SUPPLIED TEXT =
— begin —
Saturday, July 21, 2012

Remember That Time?

Prologue: Don't ask me what this post is about cuz I'm not sayin'. If that disappoints you, you should really keep reading because you might learn something!

Remember that time when something you reeeally wanted to happen and thought was going to happen didn't happen and it made you feel like crap? And then the same day a bunch of other stuff you wanted to happen also didn't happen and you started wondering if overnight you had become a loser and the universe was mocking you and no good stuff was ever going to happen to you ever again, ever? And then you decided to blog about it and while you were blogging you burned your toast? Remember that? No? Well, good for you I guess.

You may find this shocking, but something vaguely similar to the above scenario happened to me recently. So today's post is about disappointment. If this were a real blog where I attempted to convey real information, I would have researched whether or not there are actual stages of disappointment (a la Kubler-Ross' stages of grief) and talked about those. But it isn't, so I am going to make up my own. Oooh, or maybe I'll make up my own and then try to locate the real ones and see how close I was or (more likely) how much better mine are. IN YO FACE, real researchers!

Stages of Disappointment (as experienced by Neuro Crash Girl)
1. Very hot and uncomfortable prickly sweaty feeling
2. Sinking heart
3. Numbness
4. Tears
5. Anger
6. Tears
7. Talking incessantly to anyone who will validate that was happened is "totally fucked up"
8. Drinking
9. More talking
10. Microwave lasagne

I think that pretty much sums it up. So now the question is...what next? One cannot sit around sweating, crying, and eating microwave lasagne for the rest of one's life.
— end —
REQUIRED TASK 1 =
Repeat word for word the passage of the blog post starting at "1. Very hot" and ending at "of one's life.".
The blog post and the records come from separate, unrelated sources.

THE RECORDS =
— begin —
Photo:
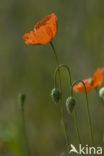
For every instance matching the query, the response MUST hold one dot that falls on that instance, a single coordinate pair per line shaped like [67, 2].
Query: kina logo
[86, 150]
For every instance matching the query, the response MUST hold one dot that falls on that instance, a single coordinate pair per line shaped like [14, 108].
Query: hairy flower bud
[55, 94]
[70, 104]
[101, 93]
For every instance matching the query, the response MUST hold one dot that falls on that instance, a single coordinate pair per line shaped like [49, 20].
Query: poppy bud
[70, 104]
[55, 94]
[101, 93]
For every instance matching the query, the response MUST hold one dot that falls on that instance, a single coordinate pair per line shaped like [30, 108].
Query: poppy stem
[22, 98]
[61, 101]
[55, 86]
[88, 110]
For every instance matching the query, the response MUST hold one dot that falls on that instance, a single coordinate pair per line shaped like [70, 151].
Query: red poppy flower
[90, 83]
[43, 32]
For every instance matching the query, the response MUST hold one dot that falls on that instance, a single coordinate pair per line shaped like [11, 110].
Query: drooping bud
[70, 104]
[101, 93]
[55, 94]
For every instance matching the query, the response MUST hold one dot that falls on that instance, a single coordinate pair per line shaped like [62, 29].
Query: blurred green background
[29, 69]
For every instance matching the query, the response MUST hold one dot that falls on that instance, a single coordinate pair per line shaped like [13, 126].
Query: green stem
[88, 110]
[75, 113]
[61, 100]
[76, 123]
[21, 102]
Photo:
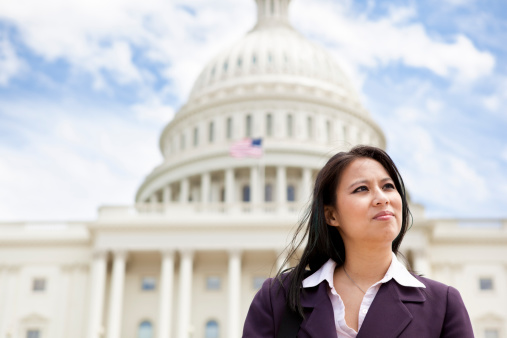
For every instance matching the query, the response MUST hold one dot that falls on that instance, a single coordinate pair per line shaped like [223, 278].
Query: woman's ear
[331, 216]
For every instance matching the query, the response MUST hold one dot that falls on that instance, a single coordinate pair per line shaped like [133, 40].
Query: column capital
[121, 254]
[167, 253]
[187, 253]
[235, 252]
[99, 254]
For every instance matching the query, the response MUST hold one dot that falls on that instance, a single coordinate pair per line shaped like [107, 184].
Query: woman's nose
[380, 197]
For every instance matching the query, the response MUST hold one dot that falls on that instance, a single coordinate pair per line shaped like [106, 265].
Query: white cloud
[154, 110]
[97, 37]
[10, 63]
[397, 37]
[70, 164]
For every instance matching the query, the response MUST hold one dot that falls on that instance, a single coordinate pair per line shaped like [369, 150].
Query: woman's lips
[383, 216]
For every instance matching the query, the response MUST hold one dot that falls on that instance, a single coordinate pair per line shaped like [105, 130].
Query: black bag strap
[289, 326]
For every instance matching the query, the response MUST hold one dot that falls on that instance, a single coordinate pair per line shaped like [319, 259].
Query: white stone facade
[185, 259]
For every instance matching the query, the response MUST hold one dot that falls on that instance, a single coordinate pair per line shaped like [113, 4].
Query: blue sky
[87, 86]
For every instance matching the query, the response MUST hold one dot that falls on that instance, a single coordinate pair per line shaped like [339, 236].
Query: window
[291, 193]
[211, 134]
[213, 283]
[486, 284]
[229, 128]
[196, 137]
[148, 283]
[182, 141]
[246, 193]
[269, 125]
[491, 333]
[39, 285]
[257, 282]
[33, 334]
[268, 193]
[145, 330]
[290, 131]
[248, 126]
[309, 125]
[211, 329]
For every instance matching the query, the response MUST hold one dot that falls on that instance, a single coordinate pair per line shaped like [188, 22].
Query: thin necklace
[352, 280]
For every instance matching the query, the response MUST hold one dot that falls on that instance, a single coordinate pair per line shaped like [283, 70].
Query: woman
[355, 286]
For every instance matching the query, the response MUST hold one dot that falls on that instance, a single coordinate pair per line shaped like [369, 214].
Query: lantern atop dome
[270, 12]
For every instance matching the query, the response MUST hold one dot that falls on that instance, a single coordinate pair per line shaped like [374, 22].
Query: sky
[86, 88]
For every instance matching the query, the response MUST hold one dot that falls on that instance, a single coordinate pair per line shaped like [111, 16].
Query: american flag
[248, 147]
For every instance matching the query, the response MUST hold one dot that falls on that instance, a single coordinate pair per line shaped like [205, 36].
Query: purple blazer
[397, 311]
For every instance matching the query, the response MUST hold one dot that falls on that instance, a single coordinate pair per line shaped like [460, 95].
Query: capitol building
[207, 228]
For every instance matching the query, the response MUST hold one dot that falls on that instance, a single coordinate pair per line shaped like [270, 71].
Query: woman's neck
[367, 266]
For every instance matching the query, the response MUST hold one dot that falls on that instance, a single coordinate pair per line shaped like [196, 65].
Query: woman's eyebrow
[385, 179]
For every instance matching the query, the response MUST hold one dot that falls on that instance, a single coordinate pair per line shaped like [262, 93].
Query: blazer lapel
[388, 316]
[319, 316]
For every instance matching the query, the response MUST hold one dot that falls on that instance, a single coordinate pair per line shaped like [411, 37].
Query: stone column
[166, 294]
[281, 187]
[254, 185]
[205, 187]
[185, 293]
[166, 195]
[306, 183]
[65, 310]
[9, 305]
[116, 295]
[229, 186]
[153, 199]
[98, 282]
[234, 294]
[184, 190]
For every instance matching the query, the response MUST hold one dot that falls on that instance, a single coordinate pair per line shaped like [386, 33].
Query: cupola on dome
[274, 52]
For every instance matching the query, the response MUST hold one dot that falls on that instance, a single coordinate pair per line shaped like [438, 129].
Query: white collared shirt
[326, 273]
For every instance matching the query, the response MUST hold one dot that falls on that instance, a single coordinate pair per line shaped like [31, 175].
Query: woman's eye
[389, 186]
[361, 188]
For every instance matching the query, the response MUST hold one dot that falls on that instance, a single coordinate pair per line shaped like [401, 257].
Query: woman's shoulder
[438, 291]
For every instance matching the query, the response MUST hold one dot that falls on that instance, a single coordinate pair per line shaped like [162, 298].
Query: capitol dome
[274, 52]
[273, 85]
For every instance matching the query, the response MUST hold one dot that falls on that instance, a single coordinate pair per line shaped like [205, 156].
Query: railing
[202, 208]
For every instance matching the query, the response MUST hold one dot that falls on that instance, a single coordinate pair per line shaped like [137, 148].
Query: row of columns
[256, 183]
[114, 318]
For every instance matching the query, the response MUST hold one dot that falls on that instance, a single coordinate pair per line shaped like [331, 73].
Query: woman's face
[368, 207]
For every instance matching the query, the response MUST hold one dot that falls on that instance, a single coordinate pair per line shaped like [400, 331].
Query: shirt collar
[396, 271]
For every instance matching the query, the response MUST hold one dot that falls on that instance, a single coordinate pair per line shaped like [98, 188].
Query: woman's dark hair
[324, 241]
— end —
REQUIRED TASK 2 =
Present as a numbered list the lines of the records starting at the line that contains "like [400, 331]." and ending at the last line of the records, both included, leaving out any blank lines.

WORKED ANSWER 1 =
1. Very hot and uncomfortable prickly sweaty feeling
2. Sinking heart
3. Numbness
4. Tears
5. Anger
6. Tears
7. Talking incessantly to anyone who will validate that was happened is "totally fucked up"
8. Drinking
9. More talking
10. Microwave lasagne

I think that pretty much sums it up. So now the question is...what next? One cannot sit around sweating, crying, and eating microwave lasagne for the rest of one's life.

WORKED ANSWER 2 =
1. For every instance matching the query, the response MUST hold one dot that falls on that instance, a single coordinate pair per line shaped like [400, 331].
2. Query: shirt collar
3. [396, 271]
4. For every instance matching the query, the response MUST hold one dot that falls on that instance, a single coordinate pair per line shaped like [98, 188].
5. Query: woman's dark hair
6. [324, 241]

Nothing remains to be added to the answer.